▶ EXERCISE INPUT:
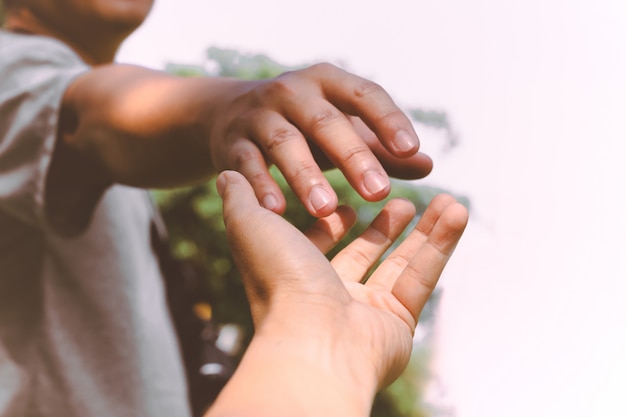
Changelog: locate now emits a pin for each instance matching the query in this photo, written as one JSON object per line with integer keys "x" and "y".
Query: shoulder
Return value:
{"x": 34, "y": 49}
{"x": 29, "y": 63}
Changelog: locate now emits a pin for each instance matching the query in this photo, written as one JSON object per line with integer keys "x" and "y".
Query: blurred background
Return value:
{"x": 523, "y": 109}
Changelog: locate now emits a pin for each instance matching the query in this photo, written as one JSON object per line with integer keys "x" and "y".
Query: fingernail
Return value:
{"x": 375, "y": 182}
{"x": 221, "y": 184}
{"x": 270, "y": 202}
{"x": 405, "y": 142}
{"x": 319, "y": 197}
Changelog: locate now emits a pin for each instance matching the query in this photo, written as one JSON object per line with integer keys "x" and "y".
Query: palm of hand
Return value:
{"x": 299, "y": 297}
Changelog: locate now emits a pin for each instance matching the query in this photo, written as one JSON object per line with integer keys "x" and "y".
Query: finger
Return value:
{"x": 412, "y": 167}
{"x": 367, "y": 100}
{"x": 246, "y": 158}
{"x": 418, "y": 280}
{"x": 286, "y": 147}
{"x": 238, "y": 197}
{"x": 328, "y": 231}
{"x": 387, "y": 273}
{"x": 330, "y": 130}
{"x": 354, "y": 262}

▶ DO THIS: Reproduce all the items above, swapping each "Return value" for "Result" and keeping everything else the same. Leave the pictures out.

▶ CORRECT RESPONSE:
Changelog: locate now emits a pin for each instance matching the query in this photo, written as one JSON object per line with integer keys "x" and "y".
Query: shoulder
Result:
{"x": 34, "y": 49}
{"x": 29, "y": 63}
Changelog: locate now emits a pin for each instance matching the query in this photo, written as one JSON object per line with integer keys "x" and "y".
Query: blurred background
Result:
{"x": 523, "y": 109}
Changelog: locate now emits a pin for each instance matching the query in this photo, written as one JSON object per line with integer keys "x" and "y".
Query: fingernail
Result:
{"x": 375, "y": 182}
{"x": 221, "y": 184}
{"x": 270, "y": 202}
{"x": 405, "y": 142}
{"x": 319, "y": 197}
Changelog: locate now emits a pin for each instance matching the query in this photo, written as one JSON object per line with integer keys "x" and "y".
Query: palm of hand
Result:
{"x": 299, "y": 297}
Changelog: locate now emits a pin for each instance matching the query in this photo, written as one JSON object per line with integer keys "x" and "y".
Query: finger
Result:
{"x": 412, "y": 167}
{"x": 367, "y": 100}
{"x": 246, "y": 158}
{"x": 418, "y": 280}
{"x": 286, "y": 147}
{"x": 238, "y": 197}
{"x": 328, "y": 231}
{"x": 387, "y": 273}
{"x": 330, "y": 130}
{"x": 354, "y": 262}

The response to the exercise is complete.